Before you give any wild caught raw meat, it's best to freeze it for 3 or 4 weeks first to kill off any potential parasites.
Also with fish, some are more beneficial than others. I would not feed fish that are known for being high in mercury content, like Tuna, shark etc. The healthiest fish are low in mercury and high in omega fatty acids, so ideally salmon, rainbow trout, mackeral, smelt, sardines, anchovies. Fish like tilapia, cod and catfish are fine, but so low in oils and fatty acids that they're more of a filler meat.
When I feed fish, I usually choose smelt or sardines since they're most readily available and most expensive, and I do feed them whole.
I've attached a chart that has info on mercury levels and omega.
Oh one other thing, if you live in the pacific northwest, do NOT feed the salmon raw. They often carry a parasite that results in salmon poisoning disease. It's very serious and can kill dogs. The parasite can infect any fish in the salmon family.
Are you feeding a raw diet? My spaniel's on a raw diet, he gets a small whole mackerel once a week. I have the butcher gut them and cut off the tail but leave the head. Gutting is for my squeamishness, not the dog's.
I'm not sure of the origin of the fish (it's an Asian market) but I did see some larger mackerel that look just like some I saw when I was researching so I think I'll get those next time and cut them in half for portioning.
The only fish that is going to be of benefit is wild caught oily types. the benefits come from the oils for omegas. Farmed fish don't have near the benefits. The only thing is, be sure it isn't wild caught from the Pacific Northwest. Feeding those will be a risk of salmon poisoning which is fatal if fed raw to dogs. It would need to be wild caught from somewhere like the Atlantic.
And, you don't have to debone, but I would open them up and gut them to be sure there are no swallowed hooks.
= = = = =
Problem to solve: Continue the discussion about feeding raw fish to dogs, picking up after its final sentence.
= = = = =
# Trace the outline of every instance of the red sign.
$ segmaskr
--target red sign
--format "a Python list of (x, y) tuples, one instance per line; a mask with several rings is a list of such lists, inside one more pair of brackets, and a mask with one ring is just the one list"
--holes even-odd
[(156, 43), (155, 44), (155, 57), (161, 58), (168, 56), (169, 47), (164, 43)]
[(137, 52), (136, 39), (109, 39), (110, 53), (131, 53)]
= = = = =
Result of this exercise:
I personally just give fish oil rather than fish, because I just don't have access to quality oily fish here. the oil is where the benefits come from, so its just easier for me to give the oil capsules instead.
Yes, oily fish is best. But even white fish is good for protein and variety. I wouldn't discount it because it isn't an oily fish. For fish I feed mostly mackerel, salmon, sardines and bluefish. But I will also feed tilapia, whiting and most any other type when I find it for a good price.
There are too many other proteins out there to feed rather than lower quality, non oily fish. the oils are the whole reason for feeding fish. otherwise, I would rather feed actual meat proteins that they will get considerably more nutrition out of. If I am given non oily fish for free, I will take it and feed it just for something a little different, but I wouldn't go out and buy it. It just isn't worth it nutritionally. Tialpia is almost nutritionless and non oily. If it's farm raised, it is nutritionless.
Fish in general really isn't a natural part of their diet. In the wild, they are eating wild game red meats which already have all the omegas 3's needed naturally. We supplement our dogs with fish oils and oily fish because most of us aren't lucky enough(or financialy able) to be able to feed only grass fed red meats to supply those omegas. If you could feed grass fed only red meats daily (no grain ever fed at all) like beef, lamb, pork, goat, deer, elk etc.....you wouldn't have to give any omega supplement.
My dogs love fish too much not to give it to them. So I do, oily fish more often than other fish. But since they like it I see no reason not to give it to them when I find it for a good price. Maybe your luckier than I am and can get a big variety of meats. But one great thing about raw is that you can easily tailor it to your animals needs and your availability.
If they love it, and you can get quality oily types there isn't anything wrong with feeding it several times a week. If it's wild caught you are getting the needed omegas that way and no need to supplement. If it's farmed, you aren't getting the omega oils that are needed and you will need to supplement. Feeding it is fine, but I wouldn't make it the diet staple. If your dogs are eating it, it won't hurt still a few times a week. Something different for sure.
The only fish I have access to is catfish. Mostly farmed which I won't buy. ZERO nutritional quality even out of the river. If I get it free, I just add it with another protein of some sort.